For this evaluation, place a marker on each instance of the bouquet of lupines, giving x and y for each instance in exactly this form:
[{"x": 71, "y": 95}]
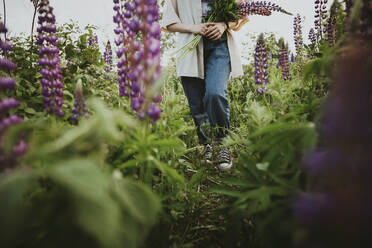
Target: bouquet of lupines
[{"x": 231, "y": 11}]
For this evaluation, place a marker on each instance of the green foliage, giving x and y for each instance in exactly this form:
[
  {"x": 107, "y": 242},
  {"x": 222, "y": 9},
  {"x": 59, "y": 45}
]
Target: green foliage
[
  {"x": 93, "y": 184},
  {"x": 74, "y": 204}
]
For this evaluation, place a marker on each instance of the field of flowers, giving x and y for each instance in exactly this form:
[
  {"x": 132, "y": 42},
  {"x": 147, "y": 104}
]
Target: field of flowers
[{"x": 98, "y": 148}]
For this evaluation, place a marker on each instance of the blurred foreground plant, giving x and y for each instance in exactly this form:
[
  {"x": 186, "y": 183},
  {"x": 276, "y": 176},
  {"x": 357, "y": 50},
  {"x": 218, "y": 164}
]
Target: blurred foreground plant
[{"x": 69, "y": 197}]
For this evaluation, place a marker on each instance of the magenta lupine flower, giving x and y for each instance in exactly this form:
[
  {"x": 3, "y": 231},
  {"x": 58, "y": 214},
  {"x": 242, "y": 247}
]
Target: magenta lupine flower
[
  {"x": 93, "y": 40},
  {"x": 284, "y": 64},
  {"x": 80, "y": 109},
  {"x": 297, "y": 34},
  {"x": 336, "y": 210},
  {"x": 260, "y": 8},
  {"x": 8, "y": 160},
  {"x": 320, "y": 16},
  {"x": 260, "y": 63},
  {"x": 107, "y": 57},
  {"x": 51, "y": 80},
  {"x": 312, "y": 37},
  {"x": 138, "y": 41},
  {"x": 331, "y": 30}
]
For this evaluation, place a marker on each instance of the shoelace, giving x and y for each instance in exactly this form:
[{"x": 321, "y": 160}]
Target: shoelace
[{"x": 224, "y": 154}]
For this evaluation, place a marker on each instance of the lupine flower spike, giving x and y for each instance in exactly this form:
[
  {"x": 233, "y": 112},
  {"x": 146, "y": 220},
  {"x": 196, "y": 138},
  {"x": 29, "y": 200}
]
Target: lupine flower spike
[
  {"x": 107, "y": 57},
  {"x": 7, "y": 120},
  {"x": 139, "y": 59},
  {"x": 283, "y": 63},
  {"x": 260, "y": 64},
  {"x": 93, "y": 40},
  {"x": 297, "y": 34},
  {"x": 320, "y": 17},
  {"x": 49, "y": 60},
  {"x": 331, "y": 29},
  {"x": 312, "y": 37},
  {"x": 80, "y": 109}
]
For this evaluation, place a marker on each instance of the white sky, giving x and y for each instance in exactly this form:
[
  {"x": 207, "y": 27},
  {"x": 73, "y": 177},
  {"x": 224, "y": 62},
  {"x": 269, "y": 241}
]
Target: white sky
[{"x": 99, "y": 13}]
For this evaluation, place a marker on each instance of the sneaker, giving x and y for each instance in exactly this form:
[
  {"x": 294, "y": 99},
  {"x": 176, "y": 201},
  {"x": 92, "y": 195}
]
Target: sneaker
[
  {"x": 207, "y": 154},
  {"x": 224, "y": 161}
]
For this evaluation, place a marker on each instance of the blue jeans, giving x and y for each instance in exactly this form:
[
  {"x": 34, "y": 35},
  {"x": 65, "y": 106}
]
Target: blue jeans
[{"x": 207, "y": 97}]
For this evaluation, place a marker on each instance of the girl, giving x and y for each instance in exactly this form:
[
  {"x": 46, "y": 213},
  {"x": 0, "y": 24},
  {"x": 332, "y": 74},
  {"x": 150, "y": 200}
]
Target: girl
[{"x": 205, "y": 71}]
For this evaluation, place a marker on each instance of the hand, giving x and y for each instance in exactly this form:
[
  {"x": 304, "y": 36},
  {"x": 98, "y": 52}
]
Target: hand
[
  {"x": 199, "y": 28},
  {"x": 215, "y": 30}
]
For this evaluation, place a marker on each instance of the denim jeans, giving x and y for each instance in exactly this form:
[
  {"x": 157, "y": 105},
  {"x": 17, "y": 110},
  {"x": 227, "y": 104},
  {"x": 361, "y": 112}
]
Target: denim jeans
[{"x": 207, "y": 97}]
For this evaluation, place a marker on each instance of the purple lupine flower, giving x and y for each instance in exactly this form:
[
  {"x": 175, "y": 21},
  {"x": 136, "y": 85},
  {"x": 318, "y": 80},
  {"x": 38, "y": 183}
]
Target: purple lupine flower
[
  {"x": 93, "y": 40},
  {"x": 8, "y": 159},
  {"x": 283, "y": 63},
  {"x": 297, "y": 34},
  {"x": 260, "y": 8},
  {"x": 80, "y": 109},
  {"x": 348, "y": 6},
  {"x": 107, "y": 57},
  {"x": 312, "y": 37},
  {"x": 340, "y": 168},
  {"x": 138, "y": 41},
  {"x": 260, "y": 63},
  {"x": 320, "y": 17},
  {"x": 49, "y": 60}
]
:::
*Instructions for the task*: Starting with the line that contains "of the purple", output every line through the end of the listing above, unchanged.

*Completed task*:
For this evaluation, place a marker on each instance of the purple lupine flower, giving x and y for each instance in exactly this form:
[
  {"x": 175, "y": 21},
  {"x": 136, "y": 85},
  {"x": 318, "y": 80},
  {"x": 38, "y": 183}
]
Target: purple lupine flower
[
  {"x": 93, "y": 40},
  {"x": 8, "y": 159},
  {"x": 283, "y": 63},
  {"x": 297, "y": 34},
  {"x": 260, "y": 8},
  {"x": 80, "y": 109},
  {"x": 348, "y": 6},
  {"x": 107, "y": 57},
  {"x": 312, "y": 37},
  {"x": 340, "y": 168},
  {"x": 138, "y": 41},
  {"x": 260, "y": 63},
  {"x": 320, "y": 17},
  {"x": 49, "y": 60}
]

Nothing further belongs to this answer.